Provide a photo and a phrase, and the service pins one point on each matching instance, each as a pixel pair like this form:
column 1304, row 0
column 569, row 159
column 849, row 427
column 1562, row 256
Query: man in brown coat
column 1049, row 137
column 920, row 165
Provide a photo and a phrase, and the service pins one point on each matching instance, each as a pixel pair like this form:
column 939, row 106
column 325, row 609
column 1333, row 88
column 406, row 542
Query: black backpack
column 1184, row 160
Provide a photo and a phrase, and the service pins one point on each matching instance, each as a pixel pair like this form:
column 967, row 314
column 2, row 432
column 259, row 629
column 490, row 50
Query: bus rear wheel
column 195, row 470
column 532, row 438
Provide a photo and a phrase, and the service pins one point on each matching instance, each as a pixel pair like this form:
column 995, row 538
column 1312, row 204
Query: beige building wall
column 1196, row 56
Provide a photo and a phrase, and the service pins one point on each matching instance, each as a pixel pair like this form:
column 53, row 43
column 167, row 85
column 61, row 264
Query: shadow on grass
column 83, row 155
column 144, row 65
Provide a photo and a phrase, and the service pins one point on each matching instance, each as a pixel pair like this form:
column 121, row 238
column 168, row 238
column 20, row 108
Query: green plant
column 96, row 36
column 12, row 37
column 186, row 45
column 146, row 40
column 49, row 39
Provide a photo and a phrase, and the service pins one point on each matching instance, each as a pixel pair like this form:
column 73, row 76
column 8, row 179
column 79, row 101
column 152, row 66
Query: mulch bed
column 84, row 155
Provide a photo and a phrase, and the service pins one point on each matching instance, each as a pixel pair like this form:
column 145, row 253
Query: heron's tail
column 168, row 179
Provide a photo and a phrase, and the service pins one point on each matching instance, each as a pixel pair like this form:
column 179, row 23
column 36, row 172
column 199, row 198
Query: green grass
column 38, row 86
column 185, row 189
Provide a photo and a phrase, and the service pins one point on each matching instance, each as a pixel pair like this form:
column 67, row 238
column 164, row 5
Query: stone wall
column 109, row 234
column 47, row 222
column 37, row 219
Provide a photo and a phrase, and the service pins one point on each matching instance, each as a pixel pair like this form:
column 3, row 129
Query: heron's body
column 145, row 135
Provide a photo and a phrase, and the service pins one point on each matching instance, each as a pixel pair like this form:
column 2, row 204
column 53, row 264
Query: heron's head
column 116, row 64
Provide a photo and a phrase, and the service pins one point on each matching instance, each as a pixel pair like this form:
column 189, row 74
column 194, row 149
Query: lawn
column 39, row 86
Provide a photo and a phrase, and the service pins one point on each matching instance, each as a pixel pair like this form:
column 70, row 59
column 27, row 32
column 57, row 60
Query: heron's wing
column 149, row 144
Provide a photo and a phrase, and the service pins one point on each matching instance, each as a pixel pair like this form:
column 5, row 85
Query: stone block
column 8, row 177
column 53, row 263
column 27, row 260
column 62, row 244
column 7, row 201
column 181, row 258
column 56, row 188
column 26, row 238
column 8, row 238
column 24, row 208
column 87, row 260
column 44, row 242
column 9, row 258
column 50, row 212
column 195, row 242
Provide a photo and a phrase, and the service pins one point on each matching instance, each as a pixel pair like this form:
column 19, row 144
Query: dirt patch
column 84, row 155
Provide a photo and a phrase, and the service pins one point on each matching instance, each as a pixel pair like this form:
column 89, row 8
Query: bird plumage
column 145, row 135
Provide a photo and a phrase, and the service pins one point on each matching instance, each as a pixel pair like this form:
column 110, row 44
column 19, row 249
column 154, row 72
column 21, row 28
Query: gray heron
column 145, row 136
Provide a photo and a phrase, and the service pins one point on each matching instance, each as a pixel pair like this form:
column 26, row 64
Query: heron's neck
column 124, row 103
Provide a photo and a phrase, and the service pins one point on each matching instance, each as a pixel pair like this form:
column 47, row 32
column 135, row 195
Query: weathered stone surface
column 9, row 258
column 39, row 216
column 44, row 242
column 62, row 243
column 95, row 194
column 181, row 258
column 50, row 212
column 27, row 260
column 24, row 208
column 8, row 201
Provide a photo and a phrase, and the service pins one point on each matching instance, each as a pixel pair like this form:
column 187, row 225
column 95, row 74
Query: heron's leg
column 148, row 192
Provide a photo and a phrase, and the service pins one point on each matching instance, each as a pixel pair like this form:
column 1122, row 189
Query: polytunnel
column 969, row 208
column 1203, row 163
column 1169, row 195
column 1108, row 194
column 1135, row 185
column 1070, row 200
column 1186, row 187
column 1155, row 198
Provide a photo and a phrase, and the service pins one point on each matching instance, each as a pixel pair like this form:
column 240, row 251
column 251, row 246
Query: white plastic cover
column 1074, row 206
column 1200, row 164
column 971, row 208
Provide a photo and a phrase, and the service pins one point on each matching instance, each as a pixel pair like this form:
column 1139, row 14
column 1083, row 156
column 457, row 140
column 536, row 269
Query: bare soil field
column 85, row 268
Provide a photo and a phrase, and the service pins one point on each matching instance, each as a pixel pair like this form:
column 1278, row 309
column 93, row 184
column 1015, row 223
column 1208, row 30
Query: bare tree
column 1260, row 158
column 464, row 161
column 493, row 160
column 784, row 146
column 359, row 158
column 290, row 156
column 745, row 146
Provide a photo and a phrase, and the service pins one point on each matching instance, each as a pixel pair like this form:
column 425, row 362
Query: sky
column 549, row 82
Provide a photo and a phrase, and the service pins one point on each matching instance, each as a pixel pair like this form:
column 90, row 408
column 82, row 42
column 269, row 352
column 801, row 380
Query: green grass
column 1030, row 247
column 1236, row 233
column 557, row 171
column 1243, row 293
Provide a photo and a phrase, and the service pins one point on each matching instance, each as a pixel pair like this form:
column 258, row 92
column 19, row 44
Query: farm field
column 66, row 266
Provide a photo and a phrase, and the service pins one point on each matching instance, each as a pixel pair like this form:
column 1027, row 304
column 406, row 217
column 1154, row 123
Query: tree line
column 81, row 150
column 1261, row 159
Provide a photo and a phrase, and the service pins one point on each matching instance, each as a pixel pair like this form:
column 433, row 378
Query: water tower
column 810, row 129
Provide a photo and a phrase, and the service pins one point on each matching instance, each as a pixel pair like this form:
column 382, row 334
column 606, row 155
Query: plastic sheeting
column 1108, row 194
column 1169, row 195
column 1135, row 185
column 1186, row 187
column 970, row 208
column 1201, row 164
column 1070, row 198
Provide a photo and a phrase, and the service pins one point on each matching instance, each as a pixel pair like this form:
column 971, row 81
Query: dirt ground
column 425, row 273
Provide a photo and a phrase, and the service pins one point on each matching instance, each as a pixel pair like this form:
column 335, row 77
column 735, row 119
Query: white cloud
☆ ☆ ☆ ☆ ☆ ☆ ☆
### The request
Transcribe the data above in full, exactly.

### Complete output
Provide a photo and a phrase, and the service pins one point on each matching instance, each as a pixel pair like this form:
column 1304, row 0
column 569, row 159
column 849, row 427
column 1562, row 256
Query: man in brown coat
column 1049, row 137
column 920, row 165
Provide a photo and a phrase, and the service pins one point on each matching instance, each as a pixel pair like this form:
column 939, row 106
column 325, row 609
column 1333, row 88
column 406, row 542
Query: black backpack
column 1184, row 160
Provide a photo and a phrase, and the service pins one point on each matching instance, each as a pixel pair like this form:
column 967, row 314
column 2, row 432
column 259, row 629
column 490, row 50
Query: bus rear wheel
column 195, row 470
column 532, row 438
Provide a photo and a phrase, and the service pins one point on each matching instance, each as a pixel pair like this form:
column 995, row 538
column 1312, row 204
Query: beige building wall
column 1196, row 56
Provide a photo and a phrase, and the service pins one point on each matching instance, each as a pixel pair like this form:
column 53, row 43
column 167, row 85
column 61, row 264
Query: shadow on grass
column 83, row 155
column 144, row 65
Provide a photo and a phrase, and the service pins one point on each matching instance, each as a pixel pair like this form:
column 121, row 238
column 168, row 238
column 20, row 108
Query: green plant
column 96, row 36
column 12, row 37
column 186, row 45
column 146, row 40
column 49, row 39
Provide a photo and a phrase, and the service pins one point on each matching instance, each as a pixel pair like this form:
column 73, row 76
column 8, row 179
column 79, row 101
column 152, row 66
Query: mulch bed
column 84, row 155
Provide a photo and a phrase, and the service pins one point on each matching instance, each as a pixel pair like this form:
column 145, row 253
Query: heron's tail
column 168, row 179
Provide a photo and a phrase, and the service pins one point on each matching instance, each as a pixel pair like this form:
column 179, row 23
column 36, row 172
column 199, row 198
Query: green grass
column 38, row 86
column 185, row 189
Provide a photo and a phrase, and the service pins one point on each matching instance, each as a pixel pair like this form:
column 67, row 238
column 164, row 5
Query: stone wall
column 109, row 234
column 47, row 222
column 37, row 219
Provide a photo and a phrase, and the service pins one point on each matching instance, each as a pixel pair like this form:
column 3, row 129
Query: heron's body
column 145, row 135
Provide a photo and a phrase, and the service pins one point on each matching instance, each as a pixel pair like this form:
column 2, row 204
column 53, row 264
Query: heron's head
column 116, row 64
Provide a photo and a phrase, and the service pins one point on each matching instance, each as a pixel pair like this form:
column 189, row 74
column 194, row 149
Query: lawn
column 39, row 86
Provide a photo and a phrase, and the service pins one point on each matching instance, each as a pixel pair like this form:
column 70, row 59
column 27, row 32
column 57, row 60
Query: heron's wing
column 149, row 144
Provide a photo and a phrase, and the service pins one point on each matching instance, each as a pixel pair like this form:
column 5, row 85
Query: stone block
column 8, row 177
column 53, row 263
column 27, row 260
column 62, row 244
column 7, row 201
column 181, row 258
column 56, row 188
column 26, row 238
column 8, row 238
column 24, row 208
column 87, row 260
column 44, row 242
column 9, row 258
column 50, row 212
column 195, row 242
Provide a photo and a phrase, and the service pins one point on each matching instance, each as a pixel pair like this form:
column 19, row 144
Query: dirt patch
column 84, row 155
Provide a photo and a phrase, and the service pins one point on each matching instance, each as a pixel pair like this form:
column 89, row 8
Query: bird plumage
column 145, row 135
Provide a photo and a phrase, and the service pins one point on each matching instance, each as a pixel pair like this form:
column 110, row 44
column 19, row 249
column 154, row 72
column 21, row 28
Query: gray heron
column 145, row 136
Provide a photo and a phrase, and the service pins one point on each matching instance, each as a pixel pair like this form:
column 26, row 64
Query: heron's neck
column 124, row 103
Provide a photo and a phrase, and the service pins one point on each matching instance, each as a pixel pair like this form:
column 47, row 32
column 135, row 195
Query: weathered stone surface
column 9, row 258
column 39, row 216
column 44, row 242
column 62, row 243
column 95, row 194
column 181, row 258
column 50, row 212
column 27, row 260
column 24, row 208
column 8, row 201
Provide a photo and a phrase, and the service pins one point on each matching instance, each as a pixel pair like this form:
column 187, row 225
column 95, row 74
Query: heron's leg
column 148, row 192
Provide a photo and a phrase, and the service pins one point on each matching instance, each as a pixel pair like this form:
column 1122, row 189
Query: polytunnel
column 969, row 208
column 1203, row 163
column 1169, row 195
column 1108, row 194
column 1135, row 185
column 1070, row 200
column 1186, row 187
column 1155, row 198
Provide a photo and a phrase, and the service pins one point on each matching instance, each as a pixel pair like this form:
column 240, row 251
column 251, row 246
Query: white plastic cover
column 1074, row 206
column 1200, row 164
column 971, row 208
Provide a photo and a phrase, and the service pins one point on each matching instance, each as a pixel pair like this form:
column 1139, row 14
column 1083, row 156
column 457, row 140
column 536, row 269
Query: bare soil field
column 85, row 268
Provide a photo and a phrase, and the service pins one point on each matching instance, each as a pixel pair like this form:
column 1278, row 309
column 93, row 184
column 1015, row 223
column 1208, row 30
Query: bare tree
column 1260, row 158
column 464, row 161
column 493, row 160
column 784, row 146
column 359, row 158
column 290, row 156
column 745, row 146
Provide a photo and a phrase, and the service pins one point on each matching instance, each as a pixel pair like this form:
column 425, row 362
Query: sky
column 549, row 82
Provide a photo and a phrase, and the service pins one point on each matching instance, each as a pixel pair like this form:
column 90, row 408
column 82, row 42
column 269, row 352
column 801, row 380
Query: green grass
column 1030, row 247
column 1236, row 233
column 557, row 171
column 1243, row 293
Provide a photo and a phrase, and the service pins one point on each matching instance, each as a pixel pair like this form:
column 258, row 92
column 19, row 44
Query: farm field
column 66, row 266
Provide a photo and a phrase, and the service pins one point on each matching instance, each as a pixel pair like this form:
column 1027, row 304
column 406, row 217
column 1154, row 123
Query: tree line
column 81, row 150
column 1261, row 159
Provide a photo and a phrase, and the service pins one point on each matching instance, each as a pixel pair like this form:
column 433, row 378
Query: water tower
column 810, row 129
Provide a photo and a phrase, and the service pins one point on each matching instance, each as a pixel pair like this form:
column 382, row 334
column 606, row 155
Query: plastic sheeting
column 1108, row 194
column 1169, row 195
column 1135, row 185
column 1186, row 187
column 970, row 208
column 1201, row 164
column 1070, row 198
Provide a photo and a phrase, and the service pins one point on each matching instance, each as a pixel pair like this form:
column 971, row 81
Query: dirt ground
column 425, row 273
Provide a photo and a phrase, and the service pins one point on each matching instance, each as a pixel pair like this form:
column 335, row 77
column 735, row 119
Query: white cloud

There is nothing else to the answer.